▸ EXPLORE THE MATERIAL:
(A) In the passage on world population growth, quote the portion that begins at the words "The first chart" and stops after the words "is called population_curve.svg.)".
(B) According to the passage on world population growth, what was the world population growth rate at its peak in about 1968?
(C) Continue the passage on world population growth after its last sentence.

DOCUMENT TEXT section start

The first chart in Stephen Emmott’s ‘10 billion’ shows the world’s population for the last twelve thousand years. The growth is concentrated in the last couple of centuries. The choice of axes means that the human eye sees the recent increase as rapid, and increasingly so. We are supposed to panic.
Stephen Emmott's chart of world population
(Source: this graph appears to originate on Wikipedia, where it is called population_curve.svg.)
This is an extremely misleading chart. In fact, human population growth has slowed markedly and consistently since the late 1960’s. The rate peaked in about 1968 at around 2.1% but is now approximately 1.16% per year. (The lower levels at the start of the period the effect of starvation induced by Mao’s Great Leap Forward). In all but one year in the last twenty five the growth rate of population has fallen.
Source: UN World Population Prospects: The 2012 revision
Long run projections from the UN Population division suggest that the world population will continue to grow increasingly slowly until it peaks at some point just after the turn of the next century. By that time the globe will be home to about 10.5 billion people, or about 50% more than at present.

DOCUMENT TEXT section end
DATA PROVIDED section start

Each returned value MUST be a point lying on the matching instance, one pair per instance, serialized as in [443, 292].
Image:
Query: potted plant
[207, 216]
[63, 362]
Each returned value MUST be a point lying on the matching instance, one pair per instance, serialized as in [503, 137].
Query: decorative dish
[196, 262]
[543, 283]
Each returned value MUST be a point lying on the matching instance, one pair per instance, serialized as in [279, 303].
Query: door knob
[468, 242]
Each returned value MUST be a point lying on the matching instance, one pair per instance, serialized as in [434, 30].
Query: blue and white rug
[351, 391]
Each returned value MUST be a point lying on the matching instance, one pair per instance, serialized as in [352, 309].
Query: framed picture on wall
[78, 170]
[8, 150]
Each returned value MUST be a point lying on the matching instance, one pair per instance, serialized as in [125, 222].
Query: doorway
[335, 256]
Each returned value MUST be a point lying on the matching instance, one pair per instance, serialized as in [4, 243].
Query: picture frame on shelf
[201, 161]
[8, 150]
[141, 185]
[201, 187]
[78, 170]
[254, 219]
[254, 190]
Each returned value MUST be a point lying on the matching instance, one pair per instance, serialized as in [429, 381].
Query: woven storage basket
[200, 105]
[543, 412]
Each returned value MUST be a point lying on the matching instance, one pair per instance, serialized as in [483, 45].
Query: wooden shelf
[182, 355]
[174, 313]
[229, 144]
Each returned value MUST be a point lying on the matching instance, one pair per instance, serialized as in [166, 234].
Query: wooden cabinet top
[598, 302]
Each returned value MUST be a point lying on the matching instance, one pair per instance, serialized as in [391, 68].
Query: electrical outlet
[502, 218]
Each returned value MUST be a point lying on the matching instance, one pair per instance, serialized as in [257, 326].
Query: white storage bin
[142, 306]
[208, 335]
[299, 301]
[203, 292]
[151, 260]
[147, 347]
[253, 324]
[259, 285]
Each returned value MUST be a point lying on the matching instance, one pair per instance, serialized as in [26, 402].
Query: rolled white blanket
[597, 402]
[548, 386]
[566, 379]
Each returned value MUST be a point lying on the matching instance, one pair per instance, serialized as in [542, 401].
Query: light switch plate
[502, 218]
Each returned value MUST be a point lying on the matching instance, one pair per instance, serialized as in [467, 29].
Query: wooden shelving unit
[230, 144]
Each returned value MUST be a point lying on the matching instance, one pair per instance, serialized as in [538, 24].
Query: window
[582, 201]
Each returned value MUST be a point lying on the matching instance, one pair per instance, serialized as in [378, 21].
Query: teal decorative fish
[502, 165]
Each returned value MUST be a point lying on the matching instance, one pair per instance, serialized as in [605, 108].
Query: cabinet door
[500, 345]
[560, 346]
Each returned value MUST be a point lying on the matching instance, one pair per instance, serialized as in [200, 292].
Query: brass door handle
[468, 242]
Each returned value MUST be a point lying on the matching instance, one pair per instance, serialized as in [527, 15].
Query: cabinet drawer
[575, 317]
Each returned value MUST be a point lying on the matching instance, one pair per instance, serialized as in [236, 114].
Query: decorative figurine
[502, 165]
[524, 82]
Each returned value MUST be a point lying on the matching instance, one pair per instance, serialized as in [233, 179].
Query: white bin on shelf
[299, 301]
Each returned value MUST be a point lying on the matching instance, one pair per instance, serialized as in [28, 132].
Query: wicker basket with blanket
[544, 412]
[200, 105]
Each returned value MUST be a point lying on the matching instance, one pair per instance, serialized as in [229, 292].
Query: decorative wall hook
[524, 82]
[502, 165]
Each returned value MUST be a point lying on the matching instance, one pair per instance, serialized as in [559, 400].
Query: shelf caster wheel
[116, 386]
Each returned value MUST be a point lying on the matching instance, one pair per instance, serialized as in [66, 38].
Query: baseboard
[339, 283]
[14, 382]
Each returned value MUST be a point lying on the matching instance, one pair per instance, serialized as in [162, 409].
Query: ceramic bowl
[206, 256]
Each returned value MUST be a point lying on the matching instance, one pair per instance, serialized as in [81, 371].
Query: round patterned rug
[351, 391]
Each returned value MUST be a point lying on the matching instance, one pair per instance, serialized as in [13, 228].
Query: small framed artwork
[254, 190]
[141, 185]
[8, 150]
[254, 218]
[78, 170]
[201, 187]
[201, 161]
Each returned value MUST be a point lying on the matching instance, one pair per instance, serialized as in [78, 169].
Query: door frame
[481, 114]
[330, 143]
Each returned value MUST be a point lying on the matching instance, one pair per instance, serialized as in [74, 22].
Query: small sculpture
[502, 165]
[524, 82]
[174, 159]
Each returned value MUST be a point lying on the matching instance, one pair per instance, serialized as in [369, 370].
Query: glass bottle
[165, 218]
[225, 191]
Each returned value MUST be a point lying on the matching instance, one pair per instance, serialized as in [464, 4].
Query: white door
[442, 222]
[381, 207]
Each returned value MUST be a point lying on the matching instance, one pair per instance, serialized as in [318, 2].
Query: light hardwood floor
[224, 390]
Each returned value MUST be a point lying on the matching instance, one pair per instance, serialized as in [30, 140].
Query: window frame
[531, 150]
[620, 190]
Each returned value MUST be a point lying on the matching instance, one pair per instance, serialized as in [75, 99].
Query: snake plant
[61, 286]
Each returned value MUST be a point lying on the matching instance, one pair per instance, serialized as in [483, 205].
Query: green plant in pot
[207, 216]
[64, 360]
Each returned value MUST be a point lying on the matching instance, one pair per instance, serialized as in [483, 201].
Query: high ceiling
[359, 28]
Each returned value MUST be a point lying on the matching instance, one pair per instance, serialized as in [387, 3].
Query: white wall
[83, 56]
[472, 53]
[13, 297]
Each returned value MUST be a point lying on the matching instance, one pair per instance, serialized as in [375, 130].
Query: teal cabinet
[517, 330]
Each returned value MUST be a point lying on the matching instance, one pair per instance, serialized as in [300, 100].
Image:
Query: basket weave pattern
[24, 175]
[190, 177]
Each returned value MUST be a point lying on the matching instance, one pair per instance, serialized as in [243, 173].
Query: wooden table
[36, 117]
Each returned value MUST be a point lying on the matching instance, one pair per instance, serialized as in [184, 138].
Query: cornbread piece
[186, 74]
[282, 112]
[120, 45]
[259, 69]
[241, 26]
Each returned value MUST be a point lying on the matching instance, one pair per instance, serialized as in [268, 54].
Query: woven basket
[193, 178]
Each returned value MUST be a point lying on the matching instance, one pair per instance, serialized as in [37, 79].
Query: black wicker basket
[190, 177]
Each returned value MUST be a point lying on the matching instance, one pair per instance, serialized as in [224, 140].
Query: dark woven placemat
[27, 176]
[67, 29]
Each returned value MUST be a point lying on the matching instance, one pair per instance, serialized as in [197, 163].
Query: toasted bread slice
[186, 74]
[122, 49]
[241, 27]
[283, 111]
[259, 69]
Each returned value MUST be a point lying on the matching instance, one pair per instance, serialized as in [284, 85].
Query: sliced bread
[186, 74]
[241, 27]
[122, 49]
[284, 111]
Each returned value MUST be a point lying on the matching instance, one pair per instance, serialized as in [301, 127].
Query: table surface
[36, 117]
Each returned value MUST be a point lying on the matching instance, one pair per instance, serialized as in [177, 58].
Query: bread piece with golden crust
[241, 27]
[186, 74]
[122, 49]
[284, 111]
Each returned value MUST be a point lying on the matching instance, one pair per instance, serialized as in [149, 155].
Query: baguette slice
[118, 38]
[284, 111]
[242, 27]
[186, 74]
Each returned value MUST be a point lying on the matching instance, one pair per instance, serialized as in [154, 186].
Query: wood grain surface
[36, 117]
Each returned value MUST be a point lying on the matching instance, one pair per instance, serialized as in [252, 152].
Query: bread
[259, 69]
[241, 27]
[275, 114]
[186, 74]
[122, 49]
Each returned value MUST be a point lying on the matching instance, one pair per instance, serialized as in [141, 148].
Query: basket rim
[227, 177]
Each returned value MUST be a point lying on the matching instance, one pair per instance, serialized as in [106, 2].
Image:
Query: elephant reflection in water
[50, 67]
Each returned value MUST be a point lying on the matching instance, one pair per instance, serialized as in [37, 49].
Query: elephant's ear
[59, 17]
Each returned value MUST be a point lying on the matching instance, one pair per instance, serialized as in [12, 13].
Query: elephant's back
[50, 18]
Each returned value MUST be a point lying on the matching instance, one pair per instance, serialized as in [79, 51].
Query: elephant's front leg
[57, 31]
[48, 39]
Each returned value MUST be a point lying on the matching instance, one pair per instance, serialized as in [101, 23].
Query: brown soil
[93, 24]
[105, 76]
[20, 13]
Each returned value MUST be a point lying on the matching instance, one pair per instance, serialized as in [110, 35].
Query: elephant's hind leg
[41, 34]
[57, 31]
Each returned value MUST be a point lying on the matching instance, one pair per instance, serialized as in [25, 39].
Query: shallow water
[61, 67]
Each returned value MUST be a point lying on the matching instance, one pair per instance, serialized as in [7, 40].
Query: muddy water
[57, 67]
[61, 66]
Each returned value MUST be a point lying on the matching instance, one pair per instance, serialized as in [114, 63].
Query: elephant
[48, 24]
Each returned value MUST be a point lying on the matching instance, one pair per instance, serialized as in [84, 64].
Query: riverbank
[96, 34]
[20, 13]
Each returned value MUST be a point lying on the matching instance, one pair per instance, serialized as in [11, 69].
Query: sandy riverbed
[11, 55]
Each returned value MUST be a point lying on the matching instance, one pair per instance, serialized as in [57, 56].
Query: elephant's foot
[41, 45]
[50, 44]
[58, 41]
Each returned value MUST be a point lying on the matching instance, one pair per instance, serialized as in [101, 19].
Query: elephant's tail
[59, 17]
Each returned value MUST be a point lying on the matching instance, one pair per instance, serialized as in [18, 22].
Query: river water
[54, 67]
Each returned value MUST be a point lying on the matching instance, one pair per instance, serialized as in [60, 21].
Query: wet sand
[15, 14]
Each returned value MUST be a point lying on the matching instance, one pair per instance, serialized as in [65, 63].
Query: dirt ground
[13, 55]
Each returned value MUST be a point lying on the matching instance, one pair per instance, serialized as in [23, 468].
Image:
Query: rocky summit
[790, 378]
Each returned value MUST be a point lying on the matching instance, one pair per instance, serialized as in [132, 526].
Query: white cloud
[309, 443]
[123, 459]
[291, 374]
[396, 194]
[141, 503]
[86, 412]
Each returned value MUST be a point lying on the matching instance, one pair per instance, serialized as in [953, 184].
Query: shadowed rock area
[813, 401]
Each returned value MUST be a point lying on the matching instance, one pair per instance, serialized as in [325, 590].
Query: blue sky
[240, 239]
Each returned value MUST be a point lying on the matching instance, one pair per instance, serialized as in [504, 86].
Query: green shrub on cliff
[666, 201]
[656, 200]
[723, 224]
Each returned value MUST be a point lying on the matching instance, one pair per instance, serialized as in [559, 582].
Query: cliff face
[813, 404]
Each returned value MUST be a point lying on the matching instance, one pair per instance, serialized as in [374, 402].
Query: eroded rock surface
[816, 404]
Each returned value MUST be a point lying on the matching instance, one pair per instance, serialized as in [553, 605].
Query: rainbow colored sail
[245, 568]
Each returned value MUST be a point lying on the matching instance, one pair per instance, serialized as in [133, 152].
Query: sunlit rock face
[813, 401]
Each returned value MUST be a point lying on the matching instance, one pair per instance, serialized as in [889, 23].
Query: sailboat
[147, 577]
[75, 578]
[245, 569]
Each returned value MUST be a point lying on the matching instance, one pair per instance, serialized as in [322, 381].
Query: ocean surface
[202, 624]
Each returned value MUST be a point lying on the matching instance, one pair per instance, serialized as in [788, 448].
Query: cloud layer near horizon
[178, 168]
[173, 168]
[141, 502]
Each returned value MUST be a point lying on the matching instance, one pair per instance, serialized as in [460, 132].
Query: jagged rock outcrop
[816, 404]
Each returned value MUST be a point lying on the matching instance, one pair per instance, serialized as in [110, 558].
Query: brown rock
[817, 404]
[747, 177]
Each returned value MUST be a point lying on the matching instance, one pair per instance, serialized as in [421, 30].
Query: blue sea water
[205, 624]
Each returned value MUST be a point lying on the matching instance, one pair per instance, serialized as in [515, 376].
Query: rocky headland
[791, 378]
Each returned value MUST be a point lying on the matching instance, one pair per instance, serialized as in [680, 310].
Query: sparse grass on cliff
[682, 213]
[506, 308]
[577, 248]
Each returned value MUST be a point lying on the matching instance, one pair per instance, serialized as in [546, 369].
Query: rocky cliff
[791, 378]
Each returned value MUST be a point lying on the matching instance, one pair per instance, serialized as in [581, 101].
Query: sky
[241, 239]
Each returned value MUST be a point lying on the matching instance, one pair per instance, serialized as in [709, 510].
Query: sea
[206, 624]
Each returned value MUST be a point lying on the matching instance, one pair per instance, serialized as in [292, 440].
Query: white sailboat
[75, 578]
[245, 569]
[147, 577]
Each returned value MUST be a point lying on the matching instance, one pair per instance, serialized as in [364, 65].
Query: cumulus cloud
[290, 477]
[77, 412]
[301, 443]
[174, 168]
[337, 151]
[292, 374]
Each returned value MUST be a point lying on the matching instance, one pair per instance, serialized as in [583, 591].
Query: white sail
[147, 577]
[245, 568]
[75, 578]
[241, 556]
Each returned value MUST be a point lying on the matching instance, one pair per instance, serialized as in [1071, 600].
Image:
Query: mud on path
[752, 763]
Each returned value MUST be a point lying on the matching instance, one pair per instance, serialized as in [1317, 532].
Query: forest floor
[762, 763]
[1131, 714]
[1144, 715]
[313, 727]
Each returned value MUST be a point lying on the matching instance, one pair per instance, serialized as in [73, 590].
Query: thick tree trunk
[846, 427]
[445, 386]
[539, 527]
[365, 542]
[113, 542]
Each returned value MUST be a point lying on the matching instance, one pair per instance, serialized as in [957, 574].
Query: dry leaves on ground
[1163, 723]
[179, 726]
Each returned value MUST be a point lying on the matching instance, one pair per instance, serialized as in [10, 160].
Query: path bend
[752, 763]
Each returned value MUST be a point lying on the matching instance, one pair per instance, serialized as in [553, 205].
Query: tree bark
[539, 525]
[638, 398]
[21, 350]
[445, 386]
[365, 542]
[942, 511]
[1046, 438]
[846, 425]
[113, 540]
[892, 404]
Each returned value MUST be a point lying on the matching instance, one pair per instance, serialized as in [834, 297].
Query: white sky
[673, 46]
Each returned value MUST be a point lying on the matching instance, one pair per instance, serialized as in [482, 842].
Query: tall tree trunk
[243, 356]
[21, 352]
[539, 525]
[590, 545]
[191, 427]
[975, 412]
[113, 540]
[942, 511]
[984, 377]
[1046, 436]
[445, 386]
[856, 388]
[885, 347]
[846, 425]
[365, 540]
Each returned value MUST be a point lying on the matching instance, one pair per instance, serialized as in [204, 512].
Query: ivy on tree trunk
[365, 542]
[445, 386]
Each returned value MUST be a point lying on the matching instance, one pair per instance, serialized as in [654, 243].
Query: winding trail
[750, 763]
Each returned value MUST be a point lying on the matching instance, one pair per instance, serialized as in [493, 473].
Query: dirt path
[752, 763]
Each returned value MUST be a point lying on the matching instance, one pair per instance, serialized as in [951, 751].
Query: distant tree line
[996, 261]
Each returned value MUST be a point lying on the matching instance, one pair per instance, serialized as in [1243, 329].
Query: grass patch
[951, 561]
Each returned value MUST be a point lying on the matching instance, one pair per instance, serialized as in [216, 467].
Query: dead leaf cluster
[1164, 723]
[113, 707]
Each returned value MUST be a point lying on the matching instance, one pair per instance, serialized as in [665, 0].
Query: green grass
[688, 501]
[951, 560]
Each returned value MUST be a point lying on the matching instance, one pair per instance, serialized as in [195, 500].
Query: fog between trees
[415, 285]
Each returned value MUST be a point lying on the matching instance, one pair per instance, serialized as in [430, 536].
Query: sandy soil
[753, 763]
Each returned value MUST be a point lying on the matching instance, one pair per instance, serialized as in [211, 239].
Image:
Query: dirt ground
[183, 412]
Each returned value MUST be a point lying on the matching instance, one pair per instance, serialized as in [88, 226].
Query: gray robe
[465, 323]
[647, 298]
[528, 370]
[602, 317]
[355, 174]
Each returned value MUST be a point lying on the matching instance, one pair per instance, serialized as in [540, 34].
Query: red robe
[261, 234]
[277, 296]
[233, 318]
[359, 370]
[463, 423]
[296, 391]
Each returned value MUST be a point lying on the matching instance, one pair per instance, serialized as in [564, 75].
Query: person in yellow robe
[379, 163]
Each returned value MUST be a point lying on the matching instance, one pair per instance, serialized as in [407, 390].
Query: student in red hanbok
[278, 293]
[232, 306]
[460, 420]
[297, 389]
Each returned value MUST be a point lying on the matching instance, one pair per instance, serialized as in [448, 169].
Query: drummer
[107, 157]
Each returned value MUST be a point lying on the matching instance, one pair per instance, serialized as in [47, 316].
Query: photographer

DATA PROVIDED section end

▸ OUTPUTS BY TASK:
(A)
The first chart in Stephen Emmott’s ‘10 billion’ shows the world’s population for the last twelve thousand years. The growth is concentrated in the last couple of centuries. The choice of axes means that the human eye sees the recent increase as rapid, and increasingly so. We are supposed to panic.
Stephen Emmott's chart of world population
(Source: this graph appears to originate on Wikipedia, where it is called population_curve.svg.)

(B) Around 2.1% per year.

(C)
Of course, forecasts are only forecasts. Why should we have any confidence that the UN’s numbers are even roughly correct? Because many individual countries have gone through what is known as 'the demographic transition' in the last one hundred or so years. Before the transition, death and birth rates are high and roughly equal, meaning population is stable. Then economic development begins and death rates fall. Population grows. Some time later, birth rates also fall, and after a period population growth falls, often quite rapidly.
European countries all went through their demographic transition at some stage in the last 150 years. The growth rate of European population fell from about 1% per year in 1950 to below 0.1% today. Many Asian and American countries have also stopped growing rapidly.
Another way of looking at the likely increase in future population is to track the number of children borne to the average woman. If each women has a large number of children, then population is likely to grow rapidly. Those countries in which the fertility rate falls below about 2.1 children per woman will eventually experience falling population. The number of children isn’t sufficient to replace the existing number of inhabitants.
Many people, including Professor Emmott, seem not to release how steeply and consistently the number of children per woman has fallen in most countries of the world since the 1960s. The current rate – about 2.5 – is high enough to cause population to continue to rise for several generations to come. But the rate of fall in global fertility is sufficiently fast to make it likely that the rate will decline to below 2.1 children per woman within the next twenty or thirty years.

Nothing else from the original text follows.